• _WHAT THIS TASK INVOLVES_
Please rewrite the entries below, changing every "mud wall" to "clay wall" and leaving everything else as it is.

▬▬▬

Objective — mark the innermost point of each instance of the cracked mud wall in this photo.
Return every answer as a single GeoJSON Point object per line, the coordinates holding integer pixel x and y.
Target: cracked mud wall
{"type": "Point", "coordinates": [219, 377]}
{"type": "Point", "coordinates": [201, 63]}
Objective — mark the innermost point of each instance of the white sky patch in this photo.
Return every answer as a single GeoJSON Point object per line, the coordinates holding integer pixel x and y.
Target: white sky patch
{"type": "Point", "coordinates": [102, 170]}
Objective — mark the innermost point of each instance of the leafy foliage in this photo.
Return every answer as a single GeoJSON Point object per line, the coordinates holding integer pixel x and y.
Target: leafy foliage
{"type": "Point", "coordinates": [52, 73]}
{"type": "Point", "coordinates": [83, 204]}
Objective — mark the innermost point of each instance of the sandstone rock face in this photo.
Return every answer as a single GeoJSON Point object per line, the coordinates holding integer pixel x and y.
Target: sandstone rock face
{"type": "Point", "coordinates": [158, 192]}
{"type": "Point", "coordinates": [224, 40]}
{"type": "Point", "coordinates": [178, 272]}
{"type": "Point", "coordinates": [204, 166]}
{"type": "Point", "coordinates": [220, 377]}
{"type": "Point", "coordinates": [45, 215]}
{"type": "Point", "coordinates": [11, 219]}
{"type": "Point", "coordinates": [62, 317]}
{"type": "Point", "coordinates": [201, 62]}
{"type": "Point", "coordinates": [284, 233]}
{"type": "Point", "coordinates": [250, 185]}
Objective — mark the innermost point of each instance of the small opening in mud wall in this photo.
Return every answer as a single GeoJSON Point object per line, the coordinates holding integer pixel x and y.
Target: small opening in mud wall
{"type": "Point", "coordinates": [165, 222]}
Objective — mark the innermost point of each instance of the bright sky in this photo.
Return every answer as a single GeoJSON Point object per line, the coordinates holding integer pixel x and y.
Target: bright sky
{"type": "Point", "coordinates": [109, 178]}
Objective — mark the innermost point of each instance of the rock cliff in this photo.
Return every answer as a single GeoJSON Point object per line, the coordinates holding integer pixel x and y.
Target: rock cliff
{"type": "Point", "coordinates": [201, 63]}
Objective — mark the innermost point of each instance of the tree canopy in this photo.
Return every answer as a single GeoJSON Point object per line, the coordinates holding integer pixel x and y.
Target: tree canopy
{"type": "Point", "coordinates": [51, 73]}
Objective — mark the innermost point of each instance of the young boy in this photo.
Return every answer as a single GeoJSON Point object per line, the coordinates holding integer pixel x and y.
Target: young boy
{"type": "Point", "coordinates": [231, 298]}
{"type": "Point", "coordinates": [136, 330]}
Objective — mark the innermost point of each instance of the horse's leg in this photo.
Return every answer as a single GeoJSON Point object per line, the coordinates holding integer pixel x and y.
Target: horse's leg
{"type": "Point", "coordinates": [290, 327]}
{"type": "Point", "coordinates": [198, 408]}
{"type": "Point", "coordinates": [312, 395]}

▬▬▬

• _RESULT BELOW_
Objective — mark the innermost point of each instance of the cracked clay wall in this photo.
Return every answer as a single GeoJSON Point object per line, the coordinates holding integer pixel x and y.
Target: cracked clay wall
{"type": "Point", "coordinates": [219, 377]}
{"type": "Point", "coordinates": [201, 63]}
Objective — mark the innermost point of each instance of the white sky patch in this photo.
Return every answer as a single GeoJSON Point object per line, the coordinates holding integer pixel x and y.
Target: white sky patch
{"type": "Point", "coordinates": [102, 170]}
Objective — mark the innermost point of each instance of the leafy foliage in this photo.
Return every answer as a single GeoJSON Point object per line, the coordinates holding integer pixel x and y.
Target: leafy foliage
{"type": "Point", "coordinates": [52, 73]}
{"type": "Point", "coordinates": [83, 204]}
Objective — mark the innermost point of each instance of the sandstone rock face in this photo.
Return every answer as a single GeoJSON Point object per line, the coordinates holding integer pixel x and y.
Target: sandstone rock face
{"type": "Point", "coordinates": [158, 192]}
{"type": "Point", "coordinates": [224, 40]}
{"type": "Point", "coordinates": [178, 272]}
{"type": "Point", "coordinates": [204, 166]}
{"type": "Point", "coordinates": [220, 377]}
{"type": "Point", "coordinates": [45, 215]}
{"type": "Point", "coordinates": [11, 219]}
{"type": "Point", "coordinates": [62, 317]}
{"type": "Point", "coordinates": [201, 62]}
{"type": "Point", "coordinates": [284, 233]}
{"type": "Point", "coordinates": [250, 185]}
Objective — mark the innermost point of each instance of the small opening in clay wall in this photo.
Return every answer as a single GeoJSON Point object per line, the coordinates holding integer pixel x and y.
Target: small opening in clay wall
{"type": "Point", "coordinates": [165, 222]}
Objective — mark the innermost point of each instance of the bright sky in this photo.
Return every answer as a single GeoJSON Point object per line, the coordinates holding integer pixel x and y.
Target: bright sky
{"type": "Point", "coordinates": [109, 178]}
Objective — mark the innermost point of each instance of the rock cliff in this photo.
Return every answer as a single GeoJSON Point object per line, the coordinates holding integer pixel x and y.
Target: rock cliff
{"type": "Point", "coordinates": [201, 63]}
Objective — mark the innermost point of each instance of the tree canopy in this photo.
Return every answer as a single GeoJSON Point object per line, the coordinates holding integer pixel x and y.
Target: tree canopy
{"type": "Point", "coordinates": [51, 73]}
Objective — mark the innermost point of each instance of the young boy in this photo.
Return every answer as a single GeoJSON Point object per line, the coordinates holding integer pixel x and y.
Target: young boy
{"type": "Point", "coordinates": [231, 298]}
{"type": "Point", "coordinates": [136, 330]}
Objective — mark the innermost point of each instance of the horse's leg in this photo.
Return every answer as a single GeoJSON Point object per line, the coordinates holding integer pixel x and y.
Target: horse's leg
{"type": "Point", "coordinates": [290, 327]}
{"type": "Point", "coordinates": [198, 408]}
{"type": "Point", "coordinates": [312, 395]}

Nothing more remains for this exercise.